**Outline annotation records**
/---
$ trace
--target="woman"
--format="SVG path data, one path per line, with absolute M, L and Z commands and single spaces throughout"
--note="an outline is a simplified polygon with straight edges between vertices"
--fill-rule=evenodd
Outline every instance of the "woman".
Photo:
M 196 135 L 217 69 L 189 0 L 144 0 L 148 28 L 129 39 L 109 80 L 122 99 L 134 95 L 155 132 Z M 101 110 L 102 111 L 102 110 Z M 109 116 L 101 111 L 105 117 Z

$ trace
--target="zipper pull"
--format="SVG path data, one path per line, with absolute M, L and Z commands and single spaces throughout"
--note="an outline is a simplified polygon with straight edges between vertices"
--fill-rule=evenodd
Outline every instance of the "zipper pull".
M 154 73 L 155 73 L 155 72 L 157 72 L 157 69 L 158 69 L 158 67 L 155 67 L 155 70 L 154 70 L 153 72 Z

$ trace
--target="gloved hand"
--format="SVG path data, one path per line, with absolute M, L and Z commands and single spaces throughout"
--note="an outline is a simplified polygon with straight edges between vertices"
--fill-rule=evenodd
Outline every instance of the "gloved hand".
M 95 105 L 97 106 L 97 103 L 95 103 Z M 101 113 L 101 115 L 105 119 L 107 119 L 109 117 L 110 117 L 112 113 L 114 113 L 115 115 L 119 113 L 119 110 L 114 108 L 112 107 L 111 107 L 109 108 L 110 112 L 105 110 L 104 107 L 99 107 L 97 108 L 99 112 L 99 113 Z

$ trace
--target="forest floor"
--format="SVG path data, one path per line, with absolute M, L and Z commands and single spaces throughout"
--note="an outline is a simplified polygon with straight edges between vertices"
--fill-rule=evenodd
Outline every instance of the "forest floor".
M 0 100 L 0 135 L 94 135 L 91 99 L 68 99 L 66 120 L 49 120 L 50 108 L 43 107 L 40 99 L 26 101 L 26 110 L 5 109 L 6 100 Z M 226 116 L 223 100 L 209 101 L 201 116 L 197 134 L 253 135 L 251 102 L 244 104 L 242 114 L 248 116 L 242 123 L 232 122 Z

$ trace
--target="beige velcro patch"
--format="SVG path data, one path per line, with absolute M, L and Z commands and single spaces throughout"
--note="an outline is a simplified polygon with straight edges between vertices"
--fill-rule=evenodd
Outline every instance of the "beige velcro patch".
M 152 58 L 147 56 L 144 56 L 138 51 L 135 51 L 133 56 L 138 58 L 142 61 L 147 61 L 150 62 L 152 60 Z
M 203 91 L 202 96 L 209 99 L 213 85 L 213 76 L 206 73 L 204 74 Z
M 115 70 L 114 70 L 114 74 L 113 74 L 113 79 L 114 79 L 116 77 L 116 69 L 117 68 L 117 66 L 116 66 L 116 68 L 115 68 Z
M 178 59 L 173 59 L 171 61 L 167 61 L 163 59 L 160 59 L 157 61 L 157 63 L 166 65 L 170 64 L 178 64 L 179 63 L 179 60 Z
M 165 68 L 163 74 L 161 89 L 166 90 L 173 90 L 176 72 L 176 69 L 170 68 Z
\---
Rewrite the records from their start through the line containing "M 95 105 L 97", including the requests. Multiply every coordinate in the outlines by 1.1 and round each result to a whole number, rounding halves up.

$ trace
--target="woman"
--format="SVG path data, one path per line, with absolute M, L and Z commands and single spaces throughout"
--note="an outline is a simplified polygon with straight edges between vertices"
--fill-rule=evenodd
Outline every instance of the "woman".
Photo:
M 216 149 L 239 76 L 208 0 L 158 0 L 163 31 L 142 43 L 120 88 L 134 109 L 147 105 L 171 145 Z M 111 121 L 112 122 L 112 121 Z M 120 128 L 111 122 L 116 129 Z

$ trace
--target="zipper pull"
--format="SVG path data, one path per line, with absolute M, L and Z commands and single spaces throughout"
--note="an outline is a simplified polygon with straight edges between vertices"
--fill-rule=evenodd
Outline every instance of the "zipper pull".
M 169 80 L 171 80 L 171 79 L 173 79 L 173 76 L 174 76 L 174 74 L 171 74 L 171 77 L 169 77 L 168 79 Z

$ trace
--target="gloved hand"
--format="SVG path data, one path per line, with absolute M, L and Z commands and single spaces throughout"
--note="an outline is a simplified polygon with straight edges between vertices"
--fill-rule=evenodd
Outline every instance of the "gloved hand".
M 105 116 L 107 117 L 107 113 L 105 113 Z M 111 124 L 111 127 L 116 131 L 118 131 L 120 129 L 121 129 L 123 124 L 125 124 L 127 127 L 131 124 L 131 121 L 125 119 L 123 118 L 122 118 L 120 119 L 121 123 L 116 121 L 114 118 L 109 118 L 107 119 L 109 123 L 109 124 Z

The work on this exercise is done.